§ WORK TO COMPLETE
Here the answer must be the exact run of lines from the line holding "Could you please point out the brick" to the end of the material below, and nothing else.

§ RECORD SET
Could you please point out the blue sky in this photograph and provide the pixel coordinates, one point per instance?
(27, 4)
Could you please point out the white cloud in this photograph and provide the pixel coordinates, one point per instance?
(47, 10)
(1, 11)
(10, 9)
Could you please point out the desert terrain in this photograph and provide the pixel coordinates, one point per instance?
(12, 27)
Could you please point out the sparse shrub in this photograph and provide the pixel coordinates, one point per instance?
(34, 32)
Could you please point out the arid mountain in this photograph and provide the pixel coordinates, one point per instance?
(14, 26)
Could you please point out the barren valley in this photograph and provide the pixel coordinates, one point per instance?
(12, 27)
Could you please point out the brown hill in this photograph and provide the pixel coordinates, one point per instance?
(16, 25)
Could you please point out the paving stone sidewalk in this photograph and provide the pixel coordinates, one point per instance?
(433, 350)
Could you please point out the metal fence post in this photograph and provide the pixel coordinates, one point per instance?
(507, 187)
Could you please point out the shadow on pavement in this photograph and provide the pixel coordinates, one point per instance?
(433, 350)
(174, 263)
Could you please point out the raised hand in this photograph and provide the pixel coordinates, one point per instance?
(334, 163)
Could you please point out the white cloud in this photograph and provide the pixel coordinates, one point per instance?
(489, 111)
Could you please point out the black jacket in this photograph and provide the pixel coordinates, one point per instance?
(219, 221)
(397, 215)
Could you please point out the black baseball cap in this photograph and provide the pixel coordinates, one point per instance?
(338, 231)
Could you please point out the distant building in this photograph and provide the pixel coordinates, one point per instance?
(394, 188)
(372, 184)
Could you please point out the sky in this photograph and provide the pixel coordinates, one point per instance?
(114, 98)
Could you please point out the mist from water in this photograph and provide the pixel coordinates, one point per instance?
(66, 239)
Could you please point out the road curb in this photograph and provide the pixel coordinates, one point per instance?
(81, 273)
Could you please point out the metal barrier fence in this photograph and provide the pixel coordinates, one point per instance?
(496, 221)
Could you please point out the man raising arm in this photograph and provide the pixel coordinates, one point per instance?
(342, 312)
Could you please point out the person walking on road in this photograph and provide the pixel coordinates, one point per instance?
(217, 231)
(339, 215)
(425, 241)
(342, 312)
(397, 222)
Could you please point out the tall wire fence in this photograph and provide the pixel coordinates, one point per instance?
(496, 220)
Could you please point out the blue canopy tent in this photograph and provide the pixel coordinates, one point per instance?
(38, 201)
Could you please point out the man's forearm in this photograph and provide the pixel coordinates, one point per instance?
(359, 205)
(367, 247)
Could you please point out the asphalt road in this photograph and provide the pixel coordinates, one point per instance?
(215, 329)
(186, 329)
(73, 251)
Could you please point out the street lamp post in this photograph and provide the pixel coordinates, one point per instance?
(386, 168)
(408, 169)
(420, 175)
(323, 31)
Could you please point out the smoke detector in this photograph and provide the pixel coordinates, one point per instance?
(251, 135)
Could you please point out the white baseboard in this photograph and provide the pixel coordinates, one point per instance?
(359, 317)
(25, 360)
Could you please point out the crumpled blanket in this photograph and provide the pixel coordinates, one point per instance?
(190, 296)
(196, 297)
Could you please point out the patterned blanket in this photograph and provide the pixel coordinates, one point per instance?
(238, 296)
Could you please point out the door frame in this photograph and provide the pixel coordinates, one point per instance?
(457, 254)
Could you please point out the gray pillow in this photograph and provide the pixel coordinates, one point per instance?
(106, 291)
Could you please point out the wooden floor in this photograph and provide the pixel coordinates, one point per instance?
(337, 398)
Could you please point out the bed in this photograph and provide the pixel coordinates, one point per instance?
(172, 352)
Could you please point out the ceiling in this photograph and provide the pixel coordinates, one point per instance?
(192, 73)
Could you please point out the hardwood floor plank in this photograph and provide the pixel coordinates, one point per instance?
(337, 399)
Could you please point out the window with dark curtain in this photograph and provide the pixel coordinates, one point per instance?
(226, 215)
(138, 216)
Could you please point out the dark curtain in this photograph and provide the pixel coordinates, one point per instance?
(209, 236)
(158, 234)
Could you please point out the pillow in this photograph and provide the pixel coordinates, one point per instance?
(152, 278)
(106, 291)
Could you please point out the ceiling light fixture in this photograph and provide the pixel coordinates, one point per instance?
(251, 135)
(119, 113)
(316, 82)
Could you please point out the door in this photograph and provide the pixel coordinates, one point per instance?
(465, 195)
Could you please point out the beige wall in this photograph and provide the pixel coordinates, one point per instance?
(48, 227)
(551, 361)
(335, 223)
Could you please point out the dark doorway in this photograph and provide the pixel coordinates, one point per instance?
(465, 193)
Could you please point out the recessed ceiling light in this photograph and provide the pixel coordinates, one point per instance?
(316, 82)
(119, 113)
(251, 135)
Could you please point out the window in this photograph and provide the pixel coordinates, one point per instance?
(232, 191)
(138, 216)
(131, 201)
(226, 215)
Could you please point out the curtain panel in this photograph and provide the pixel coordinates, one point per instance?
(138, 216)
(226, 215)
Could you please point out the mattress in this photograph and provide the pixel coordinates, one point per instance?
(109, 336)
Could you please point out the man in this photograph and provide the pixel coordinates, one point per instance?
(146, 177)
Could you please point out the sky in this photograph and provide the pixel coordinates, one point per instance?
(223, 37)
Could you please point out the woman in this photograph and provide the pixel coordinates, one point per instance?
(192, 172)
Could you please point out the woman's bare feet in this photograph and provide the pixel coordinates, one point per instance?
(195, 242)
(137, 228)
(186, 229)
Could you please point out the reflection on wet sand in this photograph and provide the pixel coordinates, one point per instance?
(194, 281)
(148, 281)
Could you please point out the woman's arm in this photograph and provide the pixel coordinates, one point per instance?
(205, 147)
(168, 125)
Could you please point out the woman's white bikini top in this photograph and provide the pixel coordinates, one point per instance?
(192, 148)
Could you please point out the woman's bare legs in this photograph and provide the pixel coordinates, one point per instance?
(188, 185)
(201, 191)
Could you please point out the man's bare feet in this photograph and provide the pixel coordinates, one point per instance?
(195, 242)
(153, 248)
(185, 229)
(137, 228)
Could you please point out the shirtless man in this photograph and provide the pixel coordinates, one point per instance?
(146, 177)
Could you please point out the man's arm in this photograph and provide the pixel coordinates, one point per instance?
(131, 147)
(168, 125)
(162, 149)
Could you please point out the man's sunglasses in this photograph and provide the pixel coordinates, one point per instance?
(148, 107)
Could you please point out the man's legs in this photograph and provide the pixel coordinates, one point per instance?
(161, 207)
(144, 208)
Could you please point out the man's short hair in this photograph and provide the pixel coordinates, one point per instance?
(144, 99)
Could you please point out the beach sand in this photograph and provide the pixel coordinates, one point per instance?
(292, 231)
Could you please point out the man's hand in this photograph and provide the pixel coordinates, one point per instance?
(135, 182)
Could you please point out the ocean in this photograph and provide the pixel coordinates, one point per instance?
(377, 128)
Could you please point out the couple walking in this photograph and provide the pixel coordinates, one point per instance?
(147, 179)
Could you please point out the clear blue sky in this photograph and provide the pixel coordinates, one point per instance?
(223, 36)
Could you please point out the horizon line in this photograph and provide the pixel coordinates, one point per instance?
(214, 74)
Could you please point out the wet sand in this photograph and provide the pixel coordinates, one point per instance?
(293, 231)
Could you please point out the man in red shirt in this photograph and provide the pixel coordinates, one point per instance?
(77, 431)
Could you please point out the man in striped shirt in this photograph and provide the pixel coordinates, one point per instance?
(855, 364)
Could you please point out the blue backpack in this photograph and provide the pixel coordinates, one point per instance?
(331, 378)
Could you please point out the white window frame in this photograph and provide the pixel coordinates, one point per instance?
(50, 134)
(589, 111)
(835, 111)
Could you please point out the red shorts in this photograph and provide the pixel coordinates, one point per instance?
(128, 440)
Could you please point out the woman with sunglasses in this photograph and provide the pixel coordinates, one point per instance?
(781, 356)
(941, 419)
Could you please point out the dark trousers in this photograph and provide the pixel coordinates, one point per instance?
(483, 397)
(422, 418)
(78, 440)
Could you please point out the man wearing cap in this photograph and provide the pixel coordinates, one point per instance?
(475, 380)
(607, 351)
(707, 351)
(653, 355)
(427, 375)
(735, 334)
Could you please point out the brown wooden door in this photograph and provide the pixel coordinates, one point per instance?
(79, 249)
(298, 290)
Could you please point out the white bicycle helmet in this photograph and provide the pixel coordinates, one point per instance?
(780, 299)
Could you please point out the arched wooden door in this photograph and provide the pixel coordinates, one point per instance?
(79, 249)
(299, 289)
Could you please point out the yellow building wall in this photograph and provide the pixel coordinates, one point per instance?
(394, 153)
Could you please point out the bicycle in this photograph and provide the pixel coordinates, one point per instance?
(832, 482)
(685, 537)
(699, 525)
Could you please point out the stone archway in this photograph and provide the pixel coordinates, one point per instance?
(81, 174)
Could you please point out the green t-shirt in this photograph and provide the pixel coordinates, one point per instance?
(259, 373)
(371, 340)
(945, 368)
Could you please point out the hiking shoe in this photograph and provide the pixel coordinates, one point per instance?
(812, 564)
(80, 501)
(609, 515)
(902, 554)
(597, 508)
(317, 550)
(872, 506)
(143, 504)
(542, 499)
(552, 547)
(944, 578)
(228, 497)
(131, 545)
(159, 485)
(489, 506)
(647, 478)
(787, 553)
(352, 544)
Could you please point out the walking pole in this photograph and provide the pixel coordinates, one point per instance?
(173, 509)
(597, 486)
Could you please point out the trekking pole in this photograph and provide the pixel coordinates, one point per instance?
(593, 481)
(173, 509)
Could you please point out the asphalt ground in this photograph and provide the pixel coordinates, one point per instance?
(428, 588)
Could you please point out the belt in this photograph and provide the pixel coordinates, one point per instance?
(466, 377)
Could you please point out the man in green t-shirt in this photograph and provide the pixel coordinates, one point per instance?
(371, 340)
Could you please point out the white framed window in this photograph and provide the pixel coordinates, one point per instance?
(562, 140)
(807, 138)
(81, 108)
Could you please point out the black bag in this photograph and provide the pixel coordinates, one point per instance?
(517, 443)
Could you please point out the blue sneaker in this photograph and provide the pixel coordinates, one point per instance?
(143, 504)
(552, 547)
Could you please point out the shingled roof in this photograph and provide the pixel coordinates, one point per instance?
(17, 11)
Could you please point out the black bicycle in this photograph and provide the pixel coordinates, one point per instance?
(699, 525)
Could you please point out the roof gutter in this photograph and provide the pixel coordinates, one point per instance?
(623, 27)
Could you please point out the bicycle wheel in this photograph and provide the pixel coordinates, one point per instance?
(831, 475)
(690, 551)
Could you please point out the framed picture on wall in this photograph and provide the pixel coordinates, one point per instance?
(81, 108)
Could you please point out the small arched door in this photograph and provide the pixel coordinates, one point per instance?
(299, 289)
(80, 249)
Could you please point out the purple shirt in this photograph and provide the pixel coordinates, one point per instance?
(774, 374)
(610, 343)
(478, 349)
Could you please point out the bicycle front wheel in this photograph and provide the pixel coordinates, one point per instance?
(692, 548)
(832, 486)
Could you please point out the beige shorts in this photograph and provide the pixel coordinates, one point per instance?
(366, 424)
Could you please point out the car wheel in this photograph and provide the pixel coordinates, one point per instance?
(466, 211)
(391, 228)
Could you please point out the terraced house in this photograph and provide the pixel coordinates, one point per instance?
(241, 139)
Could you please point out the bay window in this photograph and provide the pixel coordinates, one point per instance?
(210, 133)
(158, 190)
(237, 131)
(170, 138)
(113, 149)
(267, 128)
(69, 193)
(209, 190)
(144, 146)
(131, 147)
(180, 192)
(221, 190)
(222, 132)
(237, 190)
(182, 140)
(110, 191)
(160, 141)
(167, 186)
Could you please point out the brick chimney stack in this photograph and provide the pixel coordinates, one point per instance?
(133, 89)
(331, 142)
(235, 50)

§ COMPLETED EXERCISE
Could you please point out the brick chimney stack in this photograph and provide the pixel coordinates, one point per instance?
(133, 89)
(331, 142)
(235, 50)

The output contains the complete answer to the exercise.